### Your instructions
Exactly reproduce the line that contains "For every instance of the sky" and all lines after it in the entries below, through the very last line.

Data records Block Start

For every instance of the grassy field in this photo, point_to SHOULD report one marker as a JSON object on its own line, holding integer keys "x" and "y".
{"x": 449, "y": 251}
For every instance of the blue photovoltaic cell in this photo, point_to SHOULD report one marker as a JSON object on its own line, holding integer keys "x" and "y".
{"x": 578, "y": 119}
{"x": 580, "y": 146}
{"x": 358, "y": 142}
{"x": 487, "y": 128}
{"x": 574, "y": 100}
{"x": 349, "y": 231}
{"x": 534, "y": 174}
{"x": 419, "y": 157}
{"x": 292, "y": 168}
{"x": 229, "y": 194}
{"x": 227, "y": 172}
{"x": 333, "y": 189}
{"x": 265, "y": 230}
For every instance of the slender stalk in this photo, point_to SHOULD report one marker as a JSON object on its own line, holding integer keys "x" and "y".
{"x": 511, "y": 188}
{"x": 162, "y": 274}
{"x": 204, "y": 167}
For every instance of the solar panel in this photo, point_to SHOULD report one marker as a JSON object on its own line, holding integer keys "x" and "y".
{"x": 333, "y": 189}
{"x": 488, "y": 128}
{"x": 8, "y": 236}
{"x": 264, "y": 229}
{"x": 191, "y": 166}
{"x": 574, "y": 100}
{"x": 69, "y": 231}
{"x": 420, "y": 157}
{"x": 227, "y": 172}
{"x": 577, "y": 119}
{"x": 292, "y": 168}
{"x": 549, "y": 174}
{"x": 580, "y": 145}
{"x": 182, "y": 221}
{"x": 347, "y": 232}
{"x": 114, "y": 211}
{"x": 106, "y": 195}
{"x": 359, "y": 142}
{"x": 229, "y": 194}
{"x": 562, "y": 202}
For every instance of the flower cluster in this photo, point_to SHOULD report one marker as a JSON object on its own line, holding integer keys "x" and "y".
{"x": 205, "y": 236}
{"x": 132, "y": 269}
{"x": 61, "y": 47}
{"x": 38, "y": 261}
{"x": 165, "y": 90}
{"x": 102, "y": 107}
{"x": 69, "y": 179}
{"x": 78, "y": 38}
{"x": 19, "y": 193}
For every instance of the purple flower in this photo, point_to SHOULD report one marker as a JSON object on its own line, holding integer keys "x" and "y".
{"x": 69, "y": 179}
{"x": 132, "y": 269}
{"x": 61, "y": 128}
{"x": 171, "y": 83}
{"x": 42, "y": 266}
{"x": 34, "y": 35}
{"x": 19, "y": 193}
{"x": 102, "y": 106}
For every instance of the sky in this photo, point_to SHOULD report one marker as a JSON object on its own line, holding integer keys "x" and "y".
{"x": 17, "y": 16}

Data records Block End

### Your response
For every instance of the sky in this photo, point_to SHOULD report one marker as a JSON object on its own line, holding integer keys "x" and "y".
{"x": 17, "y": 16}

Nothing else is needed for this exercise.